Fallacies of Psychiatry

Nassir Ghaemi, MD, MPH


October 04, 2013

In This Article

Do Life Events "Cause" Depression?

A huge literature base on life events and depression shows that the vast majority of depressive episodes occur with a preceding life event that "causes" that depression. What are those life events? Trouble with a spouse, a boss, or a child; financial problems; medical illness. So those life events cause depression. And who doesn't have those life events? The question should not be why those life events cause depression, but why they don't cause depression in the 90% of the population that never experiences a severe clinical depressive episode.

Obviously, something else is at work. Contrary to all the hopes and wishes of psychologizers, there is such a thing as biology. The ultimate proofs of the psychological fallacy are the split-brain experiments.

In the 1970s and 1980s, some patients with severe epilepsy were treated with corpus callosotomy, so as to prevent spread of seizure activity from one hemisphere to the other and thereby prevent generalized convulsions. This surgery allowed some interesting neuropsychological research. By showing a picture, such as a woman talking on the telephone, to the left visual field of a right-handed split-brain patient, one could test how the patient would report that knowledge. The information could not be transmitted from the right cerebral hemisphere to the left, where the language areas mainly are in right-handed persons.

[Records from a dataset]
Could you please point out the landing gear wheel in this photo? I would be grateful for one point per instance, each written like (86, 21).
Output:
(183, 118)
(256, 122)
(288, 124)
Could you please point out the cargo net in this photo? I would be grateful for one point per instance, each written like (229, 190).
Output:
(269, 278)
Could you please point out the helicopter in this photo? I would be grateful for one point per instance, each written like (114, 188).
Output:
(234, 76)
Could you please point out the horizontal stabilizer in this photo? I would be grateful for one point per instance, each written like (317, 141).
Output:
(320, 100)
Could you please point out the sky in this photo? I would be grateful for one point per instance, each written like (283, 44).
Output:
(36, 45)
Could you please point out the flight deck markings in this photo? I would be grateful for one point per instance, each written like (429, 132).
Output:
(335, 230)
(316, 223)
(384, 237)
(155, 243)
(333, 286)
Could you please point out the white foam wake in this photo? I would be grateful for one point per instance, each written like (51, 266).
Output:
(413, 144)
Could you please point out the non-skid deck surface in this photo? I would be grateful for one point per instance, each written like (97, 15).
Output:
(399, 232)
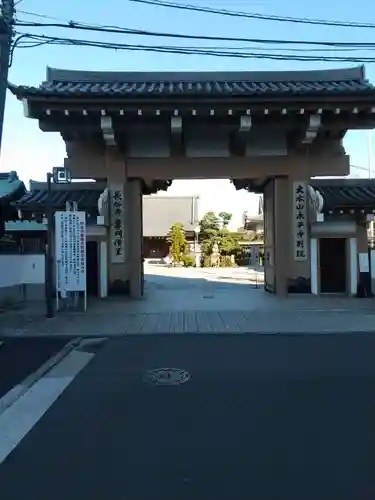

GOAL OF THE EXERCISE = Write the next part of the article on fallacies of psychiatry, continuing from its final sentence.

OUTPUT FOR THIS EXERCISE =
In such a test, the patient would say that she saw something different, such as a boy playing with a ball. But if asked to show what she saw, she would pick up a telephone with her left hand. She got the information, but she couldn't say it.

More important, instead of simply admitting that she couldn't say it, she made something up. The patient confabulated. That is what the human brain does. As Michael Gazzaniga, the main researcher on this topic said, the brain is a rationalizing machine. We come up with reasons for everything. Sometimes we're right, sometimes we're not, and we don't know which is which in any one case. The mere fact that we can come up with a coherent, logical, explanation for any experience means quite little; of course we can, we always can.

But sometimes common-sense explanations are false, especially when something else is at work -- for example, biology, or a disease of the body. Psychosocial life events can influence the timing of a depressive episode, but if someone has repeated depression, biology is the underlying cause of the predisposition to those episodes. That's why 10% have episodes with the same life event that doesn't cause episodes in 90%.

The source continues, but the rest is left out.